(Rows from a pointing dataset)

BEGIN

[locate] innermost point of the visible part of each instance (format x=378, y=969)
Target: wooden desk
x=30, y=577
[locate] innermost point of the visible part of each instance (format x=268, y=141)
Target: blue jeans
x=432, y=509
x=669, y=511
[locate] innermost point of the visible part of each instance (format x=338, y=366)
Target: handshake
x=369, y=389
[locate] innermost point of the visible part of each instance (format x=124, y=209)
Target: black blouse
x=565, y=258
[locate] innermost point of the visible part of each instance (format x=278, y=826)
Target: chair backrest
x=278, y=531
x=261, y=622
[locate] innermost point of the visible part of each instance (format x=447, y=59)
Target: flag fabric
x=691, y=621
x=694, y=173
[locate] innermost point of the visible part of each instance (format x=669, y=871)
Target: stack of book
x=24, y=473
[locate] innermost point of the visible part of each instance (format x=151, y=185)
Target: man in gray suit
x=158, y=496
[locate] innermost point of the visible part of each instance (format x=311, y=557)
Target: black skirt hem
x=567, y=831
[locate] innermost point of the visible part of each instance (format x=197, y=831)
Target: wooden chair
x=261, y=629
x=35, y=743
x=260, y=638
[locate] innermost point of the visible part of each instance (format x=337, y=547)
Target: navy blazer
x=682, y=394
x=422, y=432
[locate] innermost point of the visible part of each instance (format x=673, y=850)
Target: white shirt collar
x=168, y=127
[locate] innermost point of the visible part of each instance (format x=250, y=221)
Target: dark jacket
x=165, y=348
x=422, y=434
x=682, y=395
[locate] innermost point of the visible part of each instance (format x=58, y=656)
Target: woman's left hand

END

Goal of the exercise:
Can you output the stretch of the material from the line containing "(format x=311, y=557)" through the line containing "x=682, y=395", both lines included, as a two-column CSV with the headers text and answer? Each row should pair a text with its answer, with every field in quotes and line breaks turned into spaces.

Answer to the task:
text,answer
"[locate] innermost point of the visible part of each instance (format x=311, y=557) Target: black skirt hem","x=567, y=831"
"[locate] innermost point of the visible part of each instance (format x=197, y=831) Target: wooden chair","x=261, y=629 x=35, y=743 x=260, y=638"
"[locate] innermost point of the visible part of each instance (format x=337, y=547) Target: navy blazer","x=682, y=394 x=422, y=432"
"[locate] innermost point of the visible part of each instance (format x=673, y=850) Target: white shirt collar","x=168, y=127"
"[locate] innermost point of the visible part of each instance (format x=250, y=221) Target: dark jacket","x=165, y=348 x=422, y=434 x=682, y=395"